> [EXCERPTED DATA]
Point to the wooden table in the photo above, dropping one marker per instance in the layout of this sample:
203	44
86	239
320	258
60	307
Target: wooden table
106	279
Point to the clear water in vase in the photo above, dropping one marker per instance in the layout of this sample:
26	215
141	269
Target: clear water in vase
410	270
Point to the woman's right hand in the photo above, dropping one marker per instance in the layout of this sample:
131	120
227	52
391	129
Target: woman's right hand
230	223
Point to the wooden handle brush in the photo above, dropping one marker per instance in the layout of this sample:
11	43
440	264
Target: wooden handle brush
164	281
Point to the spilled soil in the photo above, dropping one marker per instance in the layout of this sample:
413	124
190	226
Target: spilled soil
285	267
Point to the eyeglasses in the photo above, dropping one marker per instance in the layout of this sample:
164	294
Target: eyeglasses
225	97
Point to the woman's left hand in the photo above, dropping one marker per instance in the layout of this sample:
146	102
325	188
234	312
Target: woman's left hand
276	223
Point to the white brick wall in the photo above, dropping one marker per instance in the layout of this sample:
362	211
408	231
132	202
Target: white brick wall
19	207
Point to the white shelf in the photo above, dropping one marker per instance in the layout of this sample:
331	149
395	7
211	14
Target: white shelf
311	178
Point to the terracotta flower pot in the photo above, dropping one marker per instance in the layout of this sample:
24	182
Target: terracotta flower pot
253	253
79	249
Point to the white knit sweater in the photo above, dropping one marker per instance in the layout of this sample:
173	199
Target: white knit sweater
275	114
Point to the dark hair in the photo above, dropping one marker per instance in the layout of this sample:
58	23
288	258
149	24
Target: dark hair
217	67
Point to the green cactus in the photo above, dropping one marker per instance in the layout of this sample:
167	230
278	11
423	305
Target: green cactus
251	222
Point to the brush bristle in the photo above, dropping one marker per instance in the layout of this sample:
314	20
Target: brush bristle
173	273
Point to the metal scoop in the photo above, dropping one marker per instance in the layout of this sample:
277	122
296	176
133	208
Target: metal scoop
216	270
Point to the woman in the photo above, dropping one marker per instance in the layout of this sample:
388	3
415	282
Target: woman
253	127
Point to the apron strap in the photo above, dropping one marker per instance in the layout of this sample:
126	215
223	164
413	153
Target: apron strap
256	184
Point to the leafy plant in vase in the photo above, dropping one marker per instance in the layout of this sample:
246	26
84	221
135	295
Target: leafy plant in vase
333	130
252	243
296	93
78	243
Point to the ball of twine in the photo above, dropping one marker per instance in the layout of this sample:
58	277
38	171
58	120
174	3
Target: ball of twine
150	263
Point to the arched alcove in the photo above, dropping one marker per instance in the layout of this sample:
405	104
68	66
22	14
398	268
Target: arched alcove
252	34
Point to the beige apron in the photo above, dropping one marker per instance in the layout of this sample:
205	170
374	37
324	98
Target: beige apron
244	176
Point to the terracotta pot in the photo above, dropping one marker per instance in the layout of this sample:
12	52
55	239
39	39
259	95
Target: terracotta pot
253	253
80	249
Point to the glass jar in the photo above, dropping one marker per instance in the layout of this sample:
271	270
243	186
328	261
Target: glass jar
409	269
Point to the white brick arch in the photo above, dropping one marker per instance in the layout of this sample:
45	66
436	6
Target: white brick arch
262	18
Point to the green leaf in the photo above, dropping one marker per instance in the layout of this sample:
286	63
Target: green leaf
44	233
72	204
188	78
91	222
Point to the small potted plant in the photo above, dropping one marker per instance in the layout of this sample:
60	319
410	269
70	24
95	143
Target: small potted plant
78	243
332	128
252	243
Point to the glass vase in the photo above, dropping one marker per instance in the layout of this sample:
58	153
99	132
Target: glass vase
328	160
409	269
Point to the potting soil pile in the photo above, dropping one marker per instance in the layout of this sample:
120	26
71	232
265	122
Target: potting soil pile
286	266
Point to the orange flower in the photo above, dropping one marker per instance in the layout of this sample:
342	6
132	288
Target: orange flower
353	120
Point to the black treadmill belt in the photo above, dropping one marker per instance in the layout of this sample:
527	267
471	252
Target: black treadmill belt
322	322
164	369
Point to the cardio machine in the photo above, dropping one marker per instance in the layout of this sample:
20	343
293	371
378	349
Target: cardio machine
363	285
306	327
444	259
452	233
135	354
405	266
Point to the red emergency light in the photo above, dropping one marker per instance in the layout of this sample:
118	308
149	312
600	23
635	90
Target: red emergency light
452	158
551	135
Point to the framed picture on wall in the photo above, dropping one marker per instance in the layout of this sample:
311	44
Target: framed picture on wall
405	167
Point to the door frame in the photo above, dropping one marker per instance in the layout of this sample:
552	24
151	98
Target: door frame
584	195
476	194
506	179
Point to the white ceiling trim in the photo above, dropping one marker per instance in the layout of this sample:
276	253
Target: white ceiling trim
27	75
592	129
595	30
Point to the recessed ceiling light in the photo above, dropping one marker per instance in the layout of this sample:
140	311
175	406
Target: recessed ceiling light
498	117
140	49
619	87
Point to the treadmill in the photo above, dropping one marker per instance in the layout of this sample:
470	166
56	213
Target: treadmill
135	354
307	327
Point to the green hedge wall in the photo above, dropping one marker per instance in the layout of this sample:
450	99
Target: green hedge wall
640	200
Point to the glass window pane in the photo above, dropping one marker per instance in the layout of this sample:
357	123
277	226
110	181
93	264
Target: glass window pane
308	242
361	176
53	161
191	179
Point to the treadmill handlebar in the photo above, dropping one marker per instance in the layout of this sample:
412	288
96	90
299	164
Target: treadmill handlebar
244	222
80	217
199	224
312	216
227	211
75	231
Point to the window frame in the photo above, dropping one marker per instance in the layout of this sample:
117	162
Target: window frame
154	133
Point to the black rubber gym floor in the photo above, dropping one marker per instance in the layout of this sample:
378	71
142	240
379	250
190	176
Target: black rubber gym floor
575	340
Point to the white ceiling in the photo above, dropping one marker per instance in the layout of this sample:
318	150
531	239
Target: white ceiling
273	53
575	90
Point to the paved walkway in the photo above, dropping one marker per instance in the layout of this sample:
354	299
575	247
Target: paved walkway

> [TASK GOAL] Rewrite all the rows above as one numbered list with one line per item, and leave out any blank lines.

> [WRITTEN ANSWER]
1. Point to the wooden table in the photo above, dropping one marker per instance in the layout of this sample:
2. 203	44
3. 86	239
4. 320	258
5. 60	307
6. Target: wooden table
7. 106	279
8. Point to the clear water in vase in the photo above, dropping one marker per instance in the layout of this sample:
9. 26	215
10. 141	269
11. Target: clear water in vase
12. 410	270
13. Point to the woman's right hand in the photo above, dropping one marker per instance in the layout of this sample:
14. 131	120
15. 227	52
16. 391	129
17. Target: woman's right hand
18. 230	223
19. Point to the wooden handle brush in the photo above, dropping one marker per instance in the layout of this sample:
20. 11	43
21. 440	264
22. Target: wooden handle brush
23. 164	281
24. Point to the spilled soil in the photo above, dropping one marker per instance in the layout of this sample:
25. 413	124
26. 190	226
27. Target: spilled soil
28. 285	267
29. Point to the eyeglasses in the photo above, dropping one marker per instance in the layout of this sample:
30. 164	294
31. Target: eyeglasses
32. 225	97
33. Point to the woman's left hand in the photo above, dropping one marker per instance in the layout of this sample:
34. 146	102
35. 325	188
36. 234	312
37. Target: woman's left hand
38. 276	223
39. Point to the white brick wall in the photo above, dropping one marker per instance in the layout of this sample:
40. 362	211
41. 408	231
42. 132	202
43. Target: white brick wall
44. 19	207
45. Point to the white shelf in the photo above, dropping one marker per instance in the layout of this sample:
46. 331	149
47. 395	7
48. 211	14
49. Target: white shelf
50. 311	178
51. Point to the terracotta flower pot in the photo above, dropping one marker per instance in the layout of this sample:
52. 24	182
53. Target: terracotta flower pot
54. 253	253
55. 79	249
56. Point to the white knit sweater in the photo above, dropping one marker per instance in the layout of this sample:
57. 173	199
58. Target: white knit sweater
59. 275	114
60. Point to the dark hair in the photo above, dropping one marker per instance in the layout of this sample:
61. 58	23
62. 288	258
63. 149	24
64. Target: dark hair
65. 217	67
66. Point to the green cactus in the photo above, dropping one marker per instance in the layout of this sample:
67. 167	230
68. 278	11
69. 423	305
70. Target: green cactus
71. 251	222
72. Point to the brush bristle in the photo above, dropping one marker per instance in the layout of this sample:
73. 314	20
74. Target: brush bristle
75. 173	273
76. Point to the metal scoop in the photo above, dropping one marker per instance in the layout of this sample:
77. 277	122
78. 296	176
79. 133	208
80. Target: metal scoop
81. 216	270
82. Point to the woman in the photo above, dropping one marker per instance in the layout of this sample:
83. 388	3
84. 415	282
85. Target: woman
86. 253	127
87. Point to the apron strap in the photo above, dropping one marker per instance in the layout of this sample:
88. 126	215
89. 223	164
90. 413	153
91. Target: apron strap
92. 256	184
93. Point to the leafy plant in vase in the photo above, dropping one marker per instance in the layout of this sample:
94. 246	26
95. 84	221
96. 135	295
97. Target: leafy plant in vase
98. 333	130
99. 252	243
100. 296	93
101. 78	243
102. Point to the ball of twine in the photo above, dropping one marker per instance in the layout of this sample:
103. 58	277
104. 38	171
105. 58	120
106. 174	3
107. Target: ball of twine
108. 150	263
109. Point to the arched alcove in the photo above, dropping one marker per instance in the layout of this sample:
110. 405	104
111. 68	66
112. 22	14
113. 398	268
114. Target: arched alcove
115. 252	34
116. Point to the beige apron in the photo above, dropping one marker per instance in the layout of this sample:
117. 205	170
118. 374	37
119. 324	98
120. Target: beige apron
121. 244	176
122. Point to the terracotta pot in the photo above, dropping one marker per instance in the layout of this sample:
123. 12	52
124. 55	239
125. 39	39
126. 259	95
127. Target: terracotta pot
128. 253	253
129. 80	249
130. Point to the glass jar in the photo above, dropping one marker per instance in the layout of this sample:
131. 271	270
132. 243	186
133. 328	261
134. Target: glass jar
135. 409	269
136. Point to the white brick arch in the photo above, dropping one marker per instance in the layout of this sample:
137. 45	66
138. 436	6
139. Target: white brick arch
140. 262	18
141. Point to the green leaf in the photo above, dropping one marker per instance in the layout of this sample:
142. 286	63
143. Target: green leaf
144. 44	233
145. 72	204
146. 188	78
147. 91	222
148. Point to the small potted plant in the photo above, dropping one marker per instance in the layout of this sample:
149. 60	319
150. 410	269
151. 70	24
152. 95	143
153. Target: small potted plant
154. 78	243
155. 332	128
156. 252	243
157. Point to the glass vase in the photo above, dropping one marker per instance in the layout of this sample:
158. 58	153
159. 99	132
160. Target: glass vase
161. 328	160
162. 409	269
163. Point to the potting soil pile in the photo above, dropping one marker per instance in the layout of this sample:
164. 120	26
165. 71	232
166. 265	122
167. Target: potting soil pile
168. 286	266
169. Point to the orange flower in the photo above, dropping one marker per instance in the layout of this sample:
170. 342	6
171. 132	288
172. Target: orange flower
173. 353	120
174. Point to the black treadmill belt in the photo above, dropping one marker per instance in the layout of this sample:
175. 527	267
176. 471	252
177. Target: black treadmill belt
178. 322	322
179. 164	369
180. Point to the cardio machine in the photo above, dropping one marker per instance in the layout of this sample:
181. 20	343
182. 293	371
183. 378	349
184. Target: cardio machine
185. 363	285
186. 306	327
187. 444	259
188. 452	233
189. 135	354
190. 405	266
191. Point to the red emergency light in the photo above, dropping one marker per instance in the layout of this sample:
192. 118	308
193. 149	312
194. 600	23
195. 635	90
196. Target: red emergency light
197. 452	158
198. 551	135
199. Point to the framed picture on wall in the photo above, dropping one marker per instance in the layout of this sample:
200. 311	44
201. Target: framed picture on wall
202. 405	167
203. Point to the door frame in the photo above, dropping one marker per instance in the layout of this sample:
204. 552	24
205. 151	98
206. Target: door frame
207. 584	195
208. 476	194
209. 506	179
210. Point to the white ceiling trim in the photo above, dropping one marker per instance in the layout of this sample:
211. 276	253
212. Target: white ceiling trim
213. 27	75
214. 592	129
215. 595	30
216. Point to the recessed ceiling light in the photo above, dropping one marker per instance in the layout of this sample:
217. 140	311
218. 175	406
219. Target: recessed ceiling light
220. 498	117
221. 140	49
222. 619	87
223. Point to the treadmill in the photo above, dropping one marker per instance in the layout of this sample:
224. 470	166
225. 56	213
226. Target: treadmill
227. 135	354
228. 307	327
229. Point to the green hedge wall in the photo above, dropping one marker per instance in the layout of this sample:
230. 450	99
231. Target: green hedge wall
232. 640	200
233. Point to the glass window pane in the photo above, dropping one marker per instance in the layout of this sample:
234. 357	123
235. 277	226
236. 110	181
237. 93	264
238. Target: glass window pane
239. 308	242
240. 361	176
241. 53	161
242. 191	179
243. Point to the treadmill handlebar in the photo above, dropping one marker per instance in the layout of this sample:
244. 412	288
245. 96	90
246. 299	164
247. Target: treadmill handlebar
248. 244	222
249. 80	217
250. 199	224
251. 312	216
252. 227	211
253. 75	231
254. Point to the window frame in the photo above, dropping one marker per instance in the layout of this sample:
255. 117	162
256. Target: window frame
257. 154	133
258. Point to the black rubber gym floor in the photo above, dropping one marker per instance in the layout of this sample:
259. 378	71
260. 142	240
261. 379	250
262. 190	176
263. Target: black rubber gym floor
264. 575	340
265. Point to the white ceiling in the photo above, dropping one marker per instance in the layout of this sample:
266. 318	150
267. 531	239
268. Target: white ceiling
269. 273	53
270. 575	90
271. Point to the paved walkway in the photo above, dropping one marker per instance in the layout of this sample:
272. 354	299
273. 575	247
274. Target: paved walkway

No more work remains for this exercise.